[Records of labeled boxes]
★ ★ ★ ★ ★ ★ ★

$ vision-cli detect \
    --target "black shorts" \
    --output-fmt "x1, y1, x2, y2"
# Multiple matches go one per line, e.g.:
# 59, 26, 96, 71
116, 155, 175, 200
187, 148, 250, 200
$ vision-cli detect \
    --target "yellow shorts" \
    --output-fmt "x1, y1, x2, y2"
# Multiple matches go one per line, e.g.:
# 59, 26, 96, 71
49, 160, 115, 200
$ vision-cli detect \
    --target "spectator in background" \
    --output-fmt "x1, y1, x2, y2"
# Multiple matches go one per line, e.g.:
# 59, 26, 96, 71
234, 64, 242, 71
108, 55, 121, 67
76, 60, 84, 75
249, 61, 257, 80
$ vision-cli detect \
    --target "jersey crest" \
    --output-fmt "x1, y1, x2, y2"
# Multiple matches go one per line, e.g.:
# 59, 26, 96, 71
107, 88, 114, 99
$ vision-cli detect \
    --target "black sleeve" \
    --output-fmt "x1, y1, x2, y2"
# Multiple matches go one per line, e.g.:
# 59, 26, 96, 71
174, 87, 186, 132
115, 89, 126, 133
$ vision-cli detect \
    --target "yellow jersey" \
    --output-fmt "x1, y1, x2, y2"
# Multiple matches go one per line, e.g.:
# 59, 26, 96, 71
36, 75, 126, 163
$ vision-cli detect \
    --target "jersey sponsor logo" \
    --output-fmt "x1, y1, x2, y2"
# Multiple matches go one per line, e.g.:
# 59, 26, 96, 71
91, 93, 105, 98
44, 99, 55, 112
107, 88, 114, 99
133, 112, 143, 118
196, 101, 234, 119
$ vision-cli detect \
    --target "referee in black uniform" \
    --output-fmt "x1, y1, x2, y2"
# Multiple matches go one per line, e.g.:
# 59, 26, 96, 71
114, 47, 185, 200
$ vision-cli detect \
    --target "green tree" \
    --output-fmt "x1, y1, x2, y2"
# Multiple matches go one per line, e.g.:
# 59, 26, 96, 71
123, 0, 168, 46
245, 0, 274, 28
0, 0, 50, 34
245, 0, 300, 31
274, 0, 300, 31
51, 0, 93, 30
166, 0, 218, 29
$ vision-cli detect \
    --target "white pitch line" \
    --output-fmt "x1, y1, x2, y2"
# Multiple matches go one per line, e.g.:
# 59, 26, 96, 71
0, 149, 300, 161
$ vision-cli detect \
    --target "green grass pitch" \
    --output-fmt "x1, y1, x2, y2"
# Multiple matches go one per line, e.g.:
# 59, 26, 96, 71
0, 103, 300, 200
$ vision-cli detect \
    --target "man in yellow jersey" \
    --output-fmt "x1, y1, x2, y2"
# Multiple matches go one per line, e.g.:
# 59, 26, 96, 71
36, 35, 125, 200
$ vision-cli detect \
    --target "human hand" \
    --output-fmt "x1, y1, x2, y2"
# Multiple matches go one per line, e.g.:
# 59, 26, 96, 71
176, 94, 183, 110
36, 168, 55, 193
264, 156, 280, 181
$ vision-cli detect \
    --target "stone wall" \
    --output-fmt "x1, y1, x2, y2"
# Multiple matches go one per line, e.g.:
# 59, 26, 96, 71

★ ★ ★ ★ ★ ★ ★

Render the data as a numbered list, beginning with its first line and continuing through the line that contains "36, 75, 126, 163", both included. Omit any blank lines.

[Result of the exercise]
1. $ vision-cli detect \
2.     --target "black shorts" \
3.     --output-fmt "x1, y1, x2, y2"
4. # Multiple matches go one per line, e.g.:
5. # 59, 26, 96, 71
6. 116, 155, 175, 200
7. 187, 148, 250, 200
8. $ vision-cli detect \
9.     --target "yellow shorts" \
10.     --output-fmt "x1, y1, x2, y2"
11. # Multiple matches go one per line, e.g.:
12. # 59, 26, 96, 71
13. 49, 160, 115, 200
14. $ vision-cli detect \
15.     --target "spectator in background" \
16.     --output-fmt "x1, y1, x2, y2"
17. # Multiple matches go one per line, e.g.:
18. # 59, 26, 96, 71
19. 234, 64, 242, 71
20. 108, 55, 121, 67
21. 76, 60, 84, 75
22. 249, 61, 257, 80
23. $ vision-cli detect \
24.     --target "jersey crest" \
25.     --output-fmt "x1, y1, x2, y2"
26. # Multiple matches go one per line, e.g.:
27. # 59, 26, 96, 71
28. 107, 88, 114, 99
29. $ vision-cli detect \
30.     --target "black sleeve" \
31.     --output-fmt "x1, y1, x2, y2"
32. # Multiple matches go one per line, e.g.:
33. # 59, 26, 96, 71
34. 174, 87, 186, 132
35. 115, 89, 126, 133
36. $ vision-cli detect \
37.     --target "yellow jersey" \
38.     --output-fmt "x1, y1, x2, y2"
39. # Multiple matches go one per line, e.g.:
40. # 59, 26, 96, 71
41. 36, 75, 126, 163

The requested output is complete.